• _BRIEF_
Transcribe every record in full, keeping it exactly the same.

• _THE RECORDS_
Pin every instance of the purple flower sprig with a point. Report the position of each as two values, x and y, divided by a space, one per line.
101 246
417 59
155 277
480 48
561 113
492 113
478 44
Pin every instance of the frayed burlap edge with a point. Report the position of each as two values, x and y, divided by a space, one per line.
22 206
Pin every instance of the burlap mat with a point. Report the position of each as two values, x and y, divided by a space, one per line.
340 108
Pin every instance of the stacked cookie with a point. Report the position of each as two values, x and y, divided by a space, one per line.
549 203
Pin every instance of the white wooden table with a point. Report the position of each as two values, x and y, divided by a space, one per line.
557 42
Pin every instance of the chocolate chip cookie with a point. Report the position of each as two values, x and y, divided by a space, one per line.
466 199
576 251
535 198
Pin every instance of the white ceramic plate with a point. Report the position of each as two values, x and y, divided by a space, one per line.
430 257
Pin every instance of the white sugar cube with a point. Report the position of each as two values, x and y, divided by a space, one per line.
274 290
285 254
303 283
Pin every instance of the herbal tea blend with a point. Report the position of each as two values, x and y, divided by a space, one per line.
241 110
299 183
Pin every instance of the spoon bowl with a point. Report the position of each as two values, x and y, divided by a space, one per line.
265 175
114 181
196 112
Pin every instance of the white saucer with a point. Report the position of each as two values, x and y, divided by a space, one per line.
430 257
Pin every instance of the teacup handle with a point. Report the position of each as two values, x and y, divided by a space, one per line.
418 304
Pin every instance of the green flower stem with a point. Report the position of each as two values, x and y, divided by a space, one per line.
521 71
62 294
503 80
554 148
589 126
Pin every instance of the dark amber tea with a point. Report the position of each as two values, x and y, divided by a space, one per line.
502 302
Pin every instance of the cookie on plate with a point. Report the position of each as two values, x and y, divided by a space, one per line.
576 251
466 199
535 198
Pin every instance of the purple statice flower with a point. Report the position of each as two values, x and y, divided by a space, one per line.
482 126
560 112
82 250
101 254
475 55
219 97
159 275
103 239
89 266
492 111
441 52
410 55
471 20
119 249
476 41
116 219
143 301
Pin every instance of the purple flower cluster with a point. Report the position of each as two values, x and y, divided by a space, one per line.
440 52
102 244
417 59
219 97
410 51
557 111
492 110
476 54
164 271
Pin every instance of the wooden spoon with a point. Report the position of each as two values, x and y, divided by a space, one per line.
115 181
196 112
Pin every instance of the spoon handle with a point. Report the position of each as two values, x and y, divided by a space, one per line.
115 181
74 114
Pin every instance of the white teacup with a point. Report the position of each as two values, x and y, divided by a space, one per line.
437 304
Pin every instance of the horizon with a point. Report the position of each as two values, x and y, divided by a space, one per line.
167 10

• _RESPONSE AREA_
Pin every instance of the purple flower sprig with a point. Report the position of each as two values, x and y, divided by a space, one per line.
101 246
417 59
155 277
480 48
561 113
492 113
478 44
Pin every instance of the frayed burlap edge with a point. Report the position of each as two values, x and y, divided by a space, one per line.
22 206
Pin every instance of the burlap mat with a point. Report the position of each as two values, x and y, divided by a space, one per line.
340 108
Pin every instance of the stacked cookie with a point. Report the position of each as two values, x and y, divided by a space, one per line.
549 203
Pin every instance of the white wooden table with a point. Report the position of each as two values, x and y, divided by a space, one per line.
557 42
Pin every instance of the chocolate chip cookie with a point. Report the position of each as two values, x and y, divided by a space, one per line.
466 199
576 251
535 198
Pin every instance of the white ceramic plate with a point. Report the position of each as two values, x and y, divided by a space, one per line.
430 257
Pin every instance of the white sugar cube with a point. Report the position of each as two values, x and y, divided by a space, one per line.
274 290
285 254
303 283
Pin every instance of the herbal tea blend with a point. Report the position of each as two values, x and y, divided by a space, one per line.
241 110
299 183
Pin every instance of the spoon bowl with a point. Report the position of each as two values, x and y, divided by a space, one per line.
265 175
114 181
196 112
Pin every instance of the white saucer with a point. Report the position of each as two values, x and y, divided by a space, one per line.
430 257
Pin every instance of the teacup handle with a point. Report the position of each as two values, x and y, divided by a space, one per line.
418 304
Pin every instance of the green flower stem with a point. Report the position of each as two values, x and y, divided by a space, one per line.
521 71
62 294
503 80
554 148
589 126
Pin every instance of the dark amber tea with a point. Report the position of each as two values, x and y, divided by a space, one per line.
502 302
Pin every instance of the cookie on plate with a point. Report the position of each as two values, x and y, divided by a space, one per line.
576 251
466 199
535 198
Pin every instance of the purple statice flower with a point. Report the position of each as two values, x and y, divided by a space, one per line.
482 126
560 112
82 250
101 254
475 55
219 97
159 275
103 239
89 266
492 111
441 52
410 55
471 20
119 249
476 41
116 219
143 301
Pin every instance of the purple flower cluster with a point. Report the position of each as two values, x and y, divided by a space, one per line.
440 52
102 244
417 59
219 97
410 51
557 111
492 110
476 54
164 271
Pin every instance of the wooden spoon with a point. Report the position of each as two values, x and y, divided by a space, one per line.
115 181
196 112
Pin every instance of the spoon handle with a point. Report the position of each as two values, x and y, divided by a space, one per line.
115 181
74 114
Pin every instance of the white teacup with a point. Report the position of each as two values, x and y, divided by a space, one per line.
437 304
Pin every instance of the horizon with a point. Report the position of each as two values, x and y, divided by a space, one per line.
167 10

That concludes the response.